■ PASSAGE GIVEN ■

## START

# how many lumens ??



## bud boy

how many lumens does a mj need. and what is lumens ?


----------



## Stoney Bud

bud boy said:
			
		

> how many lumens does a mj need. and what is lumens ?


It sounds like you may find this link usful. Click Here It explains a lot of the basics. Try reading it first, and then, anything not covered by it, ask, and someone will jump right in. You will have to read the obvious stuff first. Otherwise, we'll just be stuck on the entry level stuff you can read anywhere.

The number one rule of MJ growing: Read, read, read. Barnes and Nobles has many very good books on Cannabis growing.


----------



## truthxpride

I read that and i only have one question. So basically you need to figure out how many square feet of actual grow space you are using and by that number you can distinguish which lights best and how much power you will need. Correct?


----------



## Insane

truthxpride said:
			
		

> I read that and i only have one question. So basically you need to figure out how many square feet of actual grow space you are using and by that number you can distinguish which lights best and how much power you will need. Correct?


 
Yes. Generally, you should try to shoot for 5000 lumens/sq. ft.

Also keep in mind that with more light you add more heat and therefore need to upgrade ventilation to maintain proper tempature and humidity levels.

## END

According to the lumens thread, why does adding more light call for better ventilation? Answer in one to three sentences.

■ ITEMS ■
## START

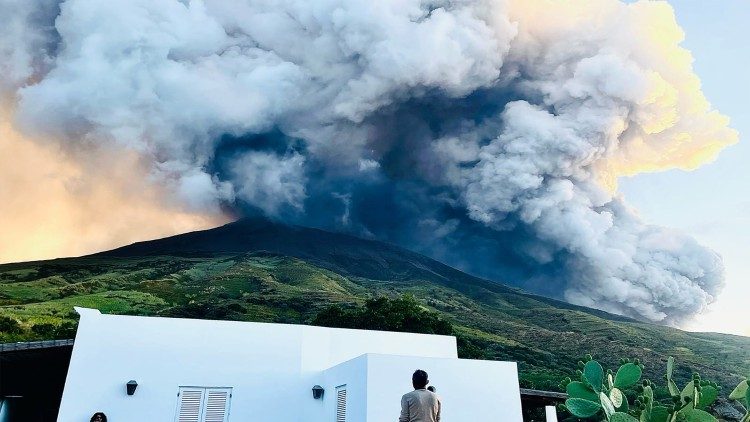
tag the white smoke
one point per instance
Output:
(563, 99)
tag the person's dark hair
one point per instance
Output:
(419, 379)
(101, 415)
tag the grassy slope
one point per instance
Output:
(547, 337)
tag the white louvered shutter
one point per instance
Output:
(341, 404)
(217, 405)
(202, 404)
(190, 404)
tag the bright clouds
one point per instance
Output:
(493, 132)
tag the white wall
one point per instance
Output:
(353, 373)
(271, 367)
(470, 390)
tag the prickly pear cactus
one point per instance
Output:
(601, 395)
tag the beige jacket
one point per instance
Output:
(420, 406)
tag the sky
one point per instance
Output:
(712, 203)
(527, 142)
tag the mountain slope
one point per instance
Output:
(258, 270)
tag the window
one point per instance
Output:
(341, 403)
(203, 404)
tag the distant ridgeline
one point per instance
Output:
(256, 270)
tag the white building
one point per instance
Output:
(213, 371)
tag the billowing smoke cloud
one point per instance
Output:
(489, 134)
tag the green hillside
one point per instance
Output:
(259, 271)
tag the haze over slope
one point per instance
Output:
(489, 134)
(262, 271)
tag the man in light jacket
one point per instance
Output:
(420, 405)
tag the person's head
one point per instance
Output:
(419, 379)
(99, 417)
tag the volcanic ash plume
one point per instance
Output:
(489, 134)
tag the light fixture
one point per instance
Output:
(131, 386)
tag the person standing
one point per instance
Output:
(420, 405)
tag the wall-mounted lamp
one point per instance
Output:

## END

■ SOLUTION ■
More light brings more heat. Ventilation has to be upgraded to keep temperature and humidity at proper levels.